Monday, August 10, 2009

The Girl Can't Help It, She was Born to Please


The Life & Times of Little Richard (Harmony Books, 1984) much like the more artfully written Hellfire, the Jerry Lee Lewis Story, drives home a good point about the 60s, namely, what an unkind bitch that decade was to a handful of 50s rockers. Blame personal scandal, bad career moves, Jesus, and Beatlemania, but Little Richard, like Jerry Lee Lewis, suffered through a long stretch of relative exile after the initial splash created by his early, immortal singles. What got Richard through to the safer side, i.e. the end, of the 60s, and a much-welcomed, cushy gig at the Aladdin in Las Vegas, was his relentless refusal, played out on the road, night after night, year after year, to be upstaged by anyone with whom he shared a bill, whether Sam Cooke or the Rolling Stones. However, unlike Jerry Lee Lewis, who found fortune once more on the Country charts, Richard would never regain the momentum and wealth he knew in the early years.

The book's a real page-turner, despite making at least one glaring foray into plagiarism⎯for his description of the post-war R&B scene on Atlanta's Auburn Ave, author Charles White lifts material straight from Jonas Bernholm's liner notes to the Billy Wright reissue LP Stacked Deck. Still, it makes for good reading essentially because it's an oral history, merely glued together by White, told mostly by the Originator himself, with additional input by a slew of associates including, among others, his Mama, Bumps Blackwell, Art Rupe, members of the original Upsetters, Billy Preston, Mick & Keith, and my favorite, Richard’s one-time girlfriend Lee Angel, pictured below, va-va-voom!


For all his identification here as a gay person, the Pretty One also waxes informative about some of the real bombshells he dated back in the day. Besides Lee Angel, he hints at a pretty close friendship with Jayne Mansfield⎯at least he’s able to offer fairly exact anatomatomical specifications. To learn these specs you'll just have to read for yourself, lest Gemini Spacecraft be reduced to some kinda spec spoiler. As consolation, however, I offer a clip of the world's most notorious JM impersonator:



No amount of camp, cartoonish self-parody, or freakish hair and make-up⎯all by-products of Little Richard’s spectacular live show⎯seems to diminish the raw power and utter brilliance of the Specialty singles. Here are a few tracks from the amazing Specialty Sessions LP box, released in 1989 , "Directly from My Heart" (basically a slowed-down version of “Lucille”), "Slippin' & Slidin'" (with a little extra Earl Palmer on this alternate take), "The Girl Can't Help It", & "Gene Noble's Royal Crown Hair Dressing Commercial". The Specialty Sessions is still available on CD, I believe.

WHAT THE TASK REQUIRES: According to the post on the Little Richard biography, where did Little Richard land a gig at the end of the 60s? Answer from the post above and nothing else.

DATASET EXCERPT:

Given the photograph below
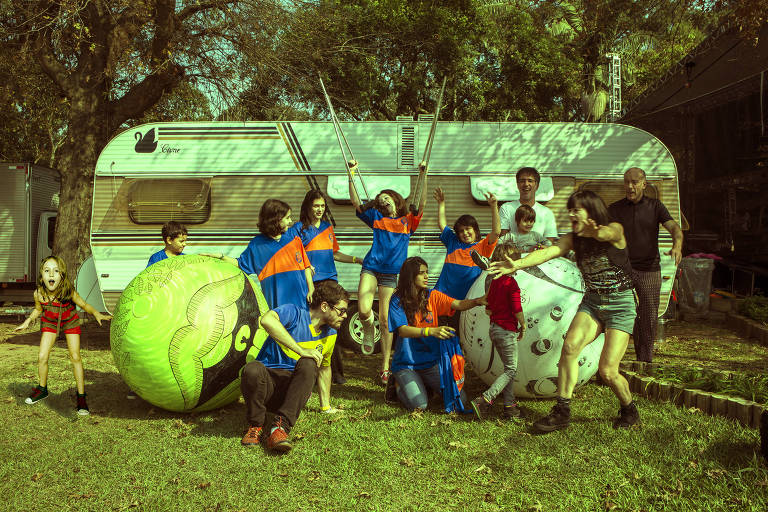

WRITTEN RESPONSE: At the Aladdin in Las Vegas.